=== Passage to read ===

KOLBERT: And I think that the value...

KELLY: Yeah.

KOLBERT: You know, a species could be looked at as an answer to the question of, how do you survive on planet Earth? And so every species, it seems to me, once again, has an intrinsic value. I should also point out that the Devils Hole pupfish was one of the first species listed under the Endangered Species Act. And the Endangered Species Act - once you get listed, it demands what's called a recovery plan. So that's sort of the proximate reason for why these efforts are being made. But I think the more profound reason is because we shouldn't go around sort of burning down the library of life.

KELLY: Your last book, Elizabeth Kolbert, won the Pulitzer Prize, which I mention to underscore that you have a big platform, a whole lot of people who will be paying attention to what you write. What is your hope for the impact of this new book?

KOLBERT: Well, the book is about sort of looking at a pattern that I see about the ways that we respond to these huge ecological problems that we are in the process of creating, have created. And the book is, you know, pretty open-ended about what we should do about this. I don't, you know, have prescriptions for how to solve all these problems. But I do want to draw attention to the way we have - the way we seem to be going about approaching these problems. And if we decide that, you know, we don't want to do that, then we better change course.

KELLY: Elizabeth Kolbert, thank you.

KOLBERT: Thanks so much for having me.

KELLY: She's a staff writer at The New Yorker and author of the new book "Under A White Sky: The Nature Of The Future."

===

What you will do:
A – Condense the interview's paragraph beginning "You know, a species could be looked at" into a bulleted list that keeps its main facts.
B – Decide whether each statement agrees with the interview, answering yes or no and quoting the deciding words: (i) The Devils Hole pupfish was among the first species listed under the Endangered Species Act. (ii) Kolbert says her new book offers prescriptions for solving the ecological problems. (iii) Kolbert's previous book won the Pulitzer Prize.
C – Copy word for word the part of the interview that opens with the words containing "KOLBERT: You know, a" and closes with "library of life.".
The data has no connection to the interview.

=== Provided data ===

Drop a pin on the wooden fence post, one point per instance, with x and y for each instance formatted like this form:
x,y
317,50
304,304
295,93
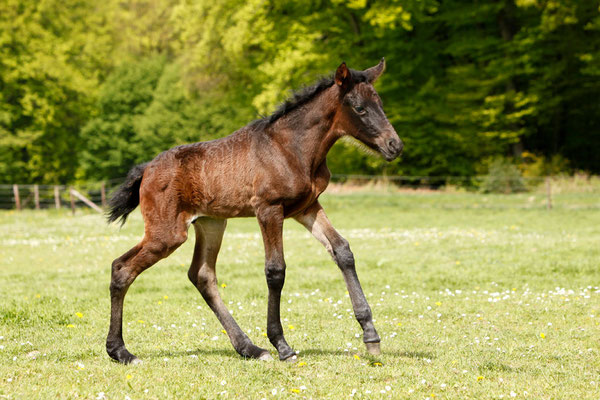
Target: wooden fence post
x,y
72,199
548,194
36,196
17,198
56,197
103,194
85,200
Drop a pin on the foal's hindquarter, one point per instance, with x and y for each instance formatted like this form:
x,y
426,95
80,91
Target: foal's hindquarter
x,y
248,173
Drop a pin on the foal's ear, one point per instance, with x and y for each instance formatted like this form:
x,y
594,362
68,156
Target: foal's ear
x,y
375,72
342,76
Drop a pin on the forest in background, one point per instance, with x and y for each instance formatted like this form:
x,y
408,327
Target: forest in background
x,y
88,89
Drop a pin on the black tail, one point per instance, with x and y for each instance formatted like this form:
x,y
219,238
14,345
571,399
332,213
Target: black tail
x,y
127,197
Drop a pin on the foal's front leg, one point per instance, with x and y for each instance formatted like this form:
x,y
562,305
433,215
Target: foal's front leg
x,y
316,221
270,219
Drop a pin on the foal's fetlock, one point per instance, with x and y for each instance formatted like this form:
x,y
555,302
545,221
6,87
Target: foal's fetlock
x,y
121,354
374,348
287,354
250,350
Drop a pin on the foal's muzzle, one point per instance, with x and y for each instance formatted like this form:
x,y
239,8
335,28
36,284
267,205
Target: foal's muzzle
x,y
392,147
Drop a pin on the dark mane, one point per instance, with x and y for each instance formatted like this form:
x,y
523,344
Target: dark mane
x,y
303,96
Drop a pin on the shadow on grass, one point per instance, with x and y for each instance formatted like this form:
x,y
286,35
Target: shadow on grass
x,y
202,353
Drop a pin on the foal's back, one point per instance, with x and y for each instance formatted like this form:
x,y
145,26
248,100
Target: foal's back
x,y
216,178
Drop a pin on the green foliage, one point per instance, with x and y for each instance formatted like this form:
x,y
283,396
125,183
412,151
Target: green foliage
x,y
503,177
482,266
88,90
52,55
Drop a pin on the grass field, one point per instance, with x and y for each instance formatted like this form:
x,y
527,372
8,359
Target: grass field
x,y
474,296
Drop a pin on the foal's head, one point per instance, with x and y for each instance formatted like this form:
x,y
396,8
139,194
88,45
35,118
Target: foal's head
x,y
362,115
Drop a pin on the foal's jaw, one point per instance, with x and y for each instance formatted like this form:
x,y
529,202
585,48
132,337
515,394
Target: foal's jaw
x,y
389,145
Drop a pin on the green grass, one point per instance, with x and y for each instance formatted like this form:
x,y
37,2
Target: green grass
x,y
462,287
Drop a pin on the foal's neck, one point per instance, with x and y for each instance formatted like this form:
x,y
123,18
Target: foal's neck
x,y
312,130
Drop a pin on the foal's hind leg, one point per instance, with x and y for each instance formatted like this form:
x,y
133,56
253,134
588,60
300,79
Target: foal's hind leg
x,y
209,233
124,271
315,220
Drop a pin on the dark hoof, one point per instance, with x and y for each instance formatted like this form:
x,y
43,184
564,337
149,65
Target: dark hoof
x,y
291,359
124,357
373,348
288,356
266,356
252,351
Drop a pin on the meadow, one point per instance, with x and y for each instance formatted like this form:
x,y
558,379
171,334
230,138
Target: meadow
x,y
474,296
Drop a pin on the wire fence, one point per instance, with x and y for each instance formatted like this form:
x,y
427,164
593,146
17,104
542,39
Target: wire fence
x,y
579,191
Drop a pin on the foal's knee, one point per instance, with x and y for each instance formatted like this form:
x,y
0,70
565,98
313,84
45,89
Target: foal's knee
x,y
343,255
119,276
275,273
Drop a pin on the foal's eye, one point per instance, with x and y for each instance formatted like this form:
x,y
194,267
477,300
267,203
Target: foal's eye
x,y
359,109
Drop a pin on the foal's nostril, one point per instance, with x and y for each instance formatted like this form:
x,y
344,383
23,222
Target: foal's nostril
x,y
395,145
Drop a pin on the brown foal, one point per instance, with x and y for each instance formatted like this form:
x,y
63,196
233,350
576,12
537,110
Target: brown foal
x,y
273,168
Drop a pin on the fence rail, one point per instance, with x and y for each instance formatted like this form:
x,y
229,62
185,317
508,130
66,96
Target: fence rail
x,y
26,196
579,190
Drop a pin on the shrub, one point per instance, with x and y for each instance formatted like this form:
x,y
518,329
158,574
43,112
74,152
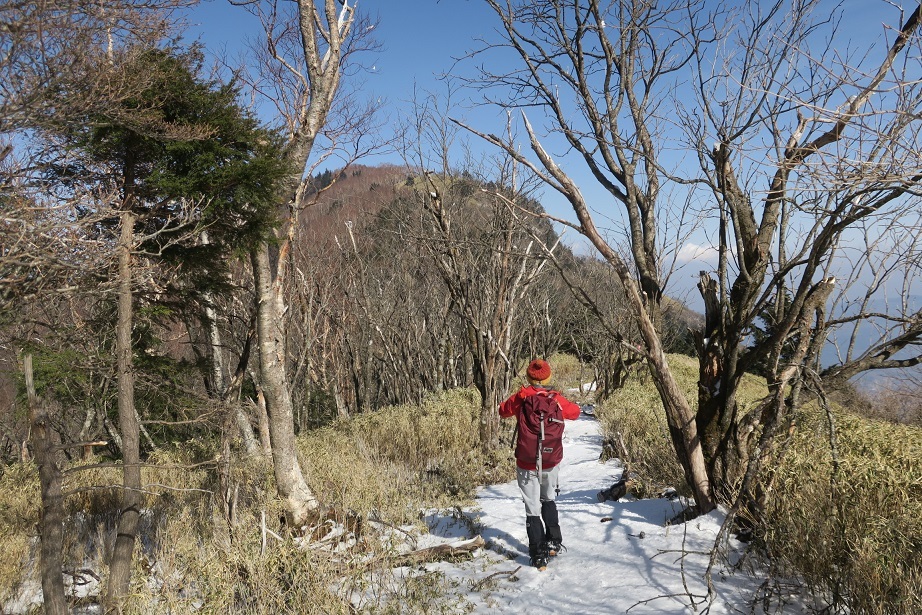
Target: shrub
x,y
852,532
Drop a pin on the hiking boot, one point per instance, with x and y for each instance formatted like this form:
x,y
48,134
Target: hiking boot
x,y
539,561
554,547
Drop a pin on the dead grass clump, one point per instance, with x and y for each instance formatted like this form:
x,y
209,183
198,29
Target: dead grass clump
x,y
393,461
850,525
19,509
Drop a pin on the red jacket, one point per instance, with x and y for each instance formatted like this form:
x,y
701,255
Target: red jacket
x,y
513,407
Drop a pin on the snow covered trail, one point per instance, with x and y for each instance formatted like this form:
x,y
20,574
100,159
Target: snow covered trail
x,y
632,561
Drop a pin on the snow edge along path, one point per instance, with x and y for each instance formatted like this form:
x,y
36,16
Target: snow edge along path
x,y
632,561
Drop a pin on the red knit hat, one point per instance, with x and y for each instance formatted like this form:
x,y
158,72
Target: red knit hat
x,y
539,371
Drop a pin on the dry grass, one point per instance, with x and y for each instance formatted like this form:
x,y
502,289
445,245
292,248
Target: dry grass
x,y
852,534
388,465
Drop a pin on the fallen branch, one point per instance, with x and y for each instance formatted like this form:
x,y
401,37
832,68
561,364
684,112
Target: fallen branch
x,y
509,573
439,552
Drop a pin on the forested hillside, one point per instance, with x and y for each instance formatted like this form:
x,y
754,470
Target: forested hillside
x,y
213,259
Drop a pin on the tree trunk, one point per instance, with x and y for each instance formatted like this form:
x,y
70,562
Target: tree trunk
x,y
52,516
120,566
300,502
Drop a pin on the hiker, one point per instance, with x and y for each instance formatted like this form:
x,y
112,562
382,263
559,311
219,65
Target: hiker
x,y
540,412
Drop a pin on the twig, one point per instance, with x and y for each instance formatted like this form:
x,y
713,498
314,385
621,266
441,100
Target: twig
x,y
483,581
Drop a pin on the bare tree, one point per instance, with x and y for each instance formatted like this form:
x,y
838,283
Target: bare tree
x,y
308,45
596,71
809,150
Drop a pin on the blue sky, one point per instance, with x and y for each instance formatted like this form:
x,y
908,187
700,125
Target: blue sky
x,y
420,40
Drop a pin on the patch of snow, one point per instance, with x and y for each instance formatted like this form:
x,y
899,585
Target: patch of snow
x,y
619,556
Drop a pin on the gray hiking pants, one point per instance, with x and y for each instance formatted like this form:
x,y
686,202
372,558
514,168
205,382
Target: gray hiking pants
x,y
535,491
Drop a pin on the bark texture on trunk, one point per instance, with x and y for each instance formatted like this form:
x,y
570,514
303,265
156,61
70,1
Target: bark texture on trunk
x,y
129,515
51,522
300,502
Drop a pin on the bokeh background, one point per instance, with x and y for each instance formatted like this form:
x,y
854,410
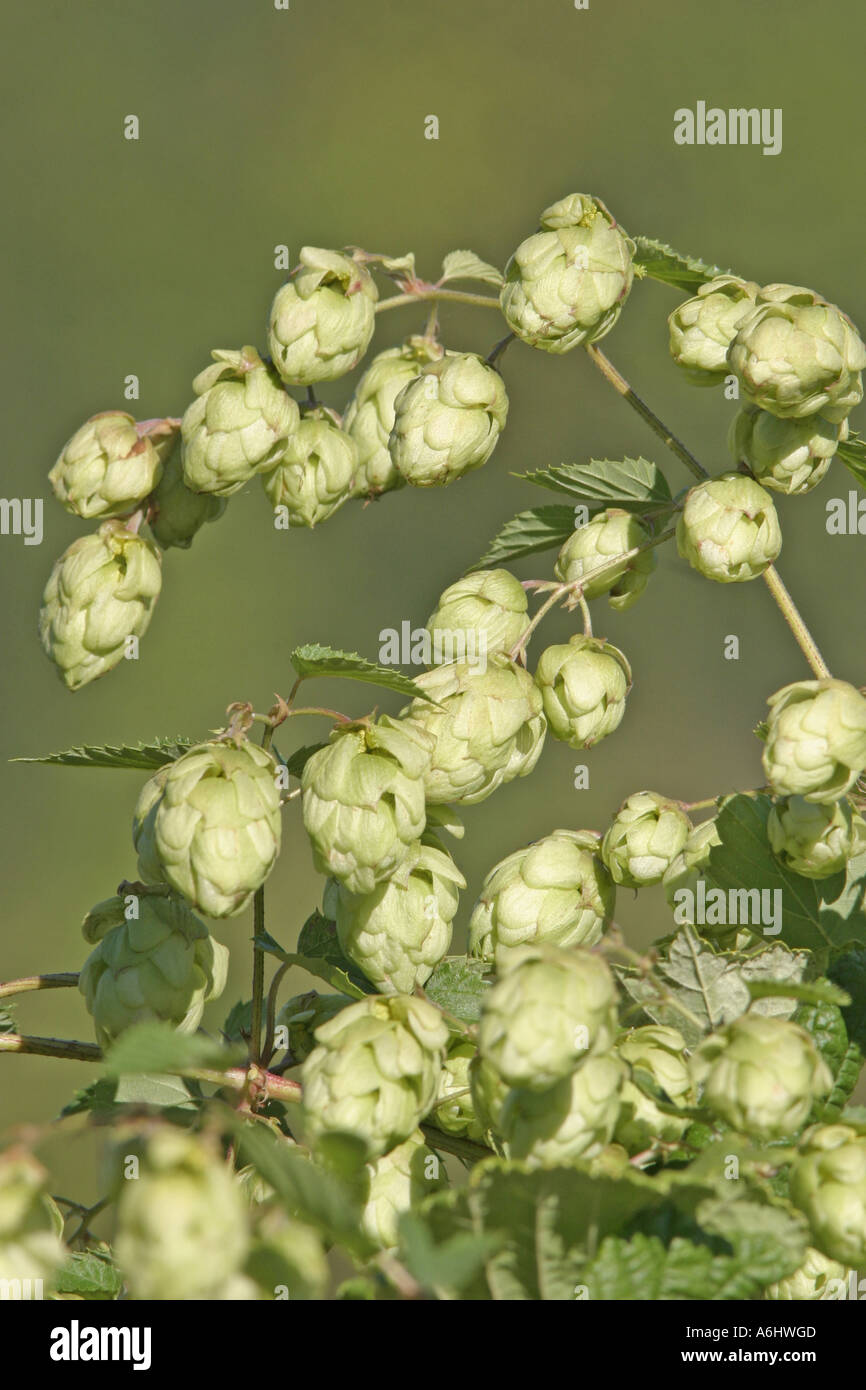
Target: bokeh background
x,y
263,127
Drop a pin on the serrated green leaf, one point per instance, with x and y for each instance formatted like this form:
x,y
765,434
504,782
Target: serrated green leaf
x,y
314,659
670,267
136,756
458,986
467,266
159,1048
633,484
528,533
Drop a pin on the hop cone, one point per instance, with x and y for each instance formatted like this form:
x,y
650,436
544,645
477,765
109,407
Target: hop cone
x,y
761,1075
567,284
487,729
729,528
369,417
583,684
555,891
323,319
448,420
546,1014
99,594
160,965
363,801
816,740
401,930
209,824
374,1070
599,542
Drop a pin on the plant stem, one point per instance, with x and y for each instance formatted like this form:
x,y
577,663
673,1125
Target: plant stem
x,y
455,296
39,982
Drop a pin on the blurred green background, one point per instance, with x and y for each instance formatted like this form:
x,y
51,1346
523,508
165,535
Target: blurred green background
x,y
263,127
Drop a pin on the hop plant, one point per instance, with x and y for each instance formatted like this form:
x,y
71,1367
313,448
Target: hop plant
x,y
448,420
555,891
401,930
598,544
566,284
761,1075
209,824
398,1182
644,838
795,355
729,528
100,594
816,740
815,840
314,476
182,1222
549,1011
583,684
238,424
374,1072
660,1051
161,963
487,727
573,1118
323,319
488,603
704,327
107,467
370,414
788,456
363,801
31,1225
829,1184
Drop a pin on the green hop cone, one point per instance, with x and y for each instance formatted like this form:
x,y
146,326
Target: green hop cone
x,y
448,420
369,417
644,838
761,1075
788,456
546,1014
178,513
598,544
107,467
238,424
323,319
829,1186
210,826
704,327
455,1109
488,609
574,1118
555,891
363,801
487,729
815,840
161,963
583,684
816,1280
401,930
314,476
100,594
659,1051
31,1225
302,1015
182,1222
795,355
816,740
567,282
729,530
374,1072
398,1182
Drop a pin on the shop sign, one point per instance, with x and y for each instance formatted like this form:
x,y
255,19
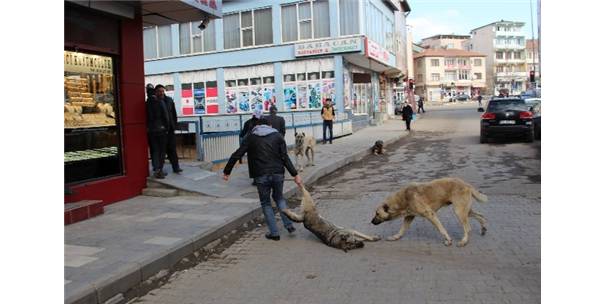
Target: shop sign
x,y
377,52
343,45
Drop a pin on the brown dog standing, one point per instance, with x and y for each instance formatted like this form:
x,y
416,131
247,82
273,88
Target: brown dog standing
x,y
425,199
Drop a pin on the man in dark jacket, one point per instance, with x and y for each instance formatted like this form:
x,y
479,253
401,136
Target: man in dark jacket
x,y
171,138
276,122
407,115
157,129
267,156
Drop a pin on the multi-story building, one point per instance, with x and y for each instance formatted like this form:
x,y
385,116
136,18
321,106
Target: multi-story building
x,y
445,42
294,54
504,45
443,73
532,59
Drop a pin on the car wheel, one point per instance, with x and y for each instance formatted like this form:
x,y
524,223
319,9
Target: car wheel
x,y
530,136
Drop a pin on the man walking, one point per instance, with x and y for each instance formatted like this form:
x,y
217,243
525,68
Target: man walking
x,y
157,129
328,115
267,156
407,115
276,122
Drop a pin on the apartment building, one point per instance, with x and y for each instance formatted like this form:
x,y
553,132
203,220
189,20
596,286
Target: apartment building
x,y
445,42
504,45
294,54
532,58
443,73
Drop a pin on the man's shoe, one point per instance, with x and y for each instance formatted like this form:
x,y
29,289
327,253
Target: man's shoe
x,y
272,237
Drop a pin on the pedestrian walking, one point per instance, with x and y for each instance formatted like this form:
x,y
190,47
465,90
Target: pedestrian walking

===

Solutions to each task:
A –
- A species can be seen as an answer to the question of how to survive on Earth, so every species has intrinsic value.
- The Devils Hole pupfish was one of the first species listed under the Endangered Species Act.
- Listing under the Act requires a recovery plan, which is the proximate reason for the efforts.
- The more profound reason is that we shouldn't burn down the library of life.

B –
(i) Yes: "the Devils Hole pupfish was one of the first species listed under the Endangered Species Act"
(ii) No: "I don't, you know, have prescriptions for how to solve all these problems."
(iii) Yes: "Your last book, Elizabeth Kolbert, won the Pulitzer Prize"

C –
KOLBERT: You know, a species could be looked at as an answer to the question of, how do you survive on planet Earth? And so every species, it seems to me, once again, has an intrinsic value. I should also point out that the Devils Hole pupfish was one of the first species listed under the Endangered Species Act. And the Endangered Species Act - once you get listed, it demands what's called a recovery plan. So that's sort of the proximate reason for why these efforts are being made. But I think the more profound reason is because we shouldn't go around sort of burning down the library of life.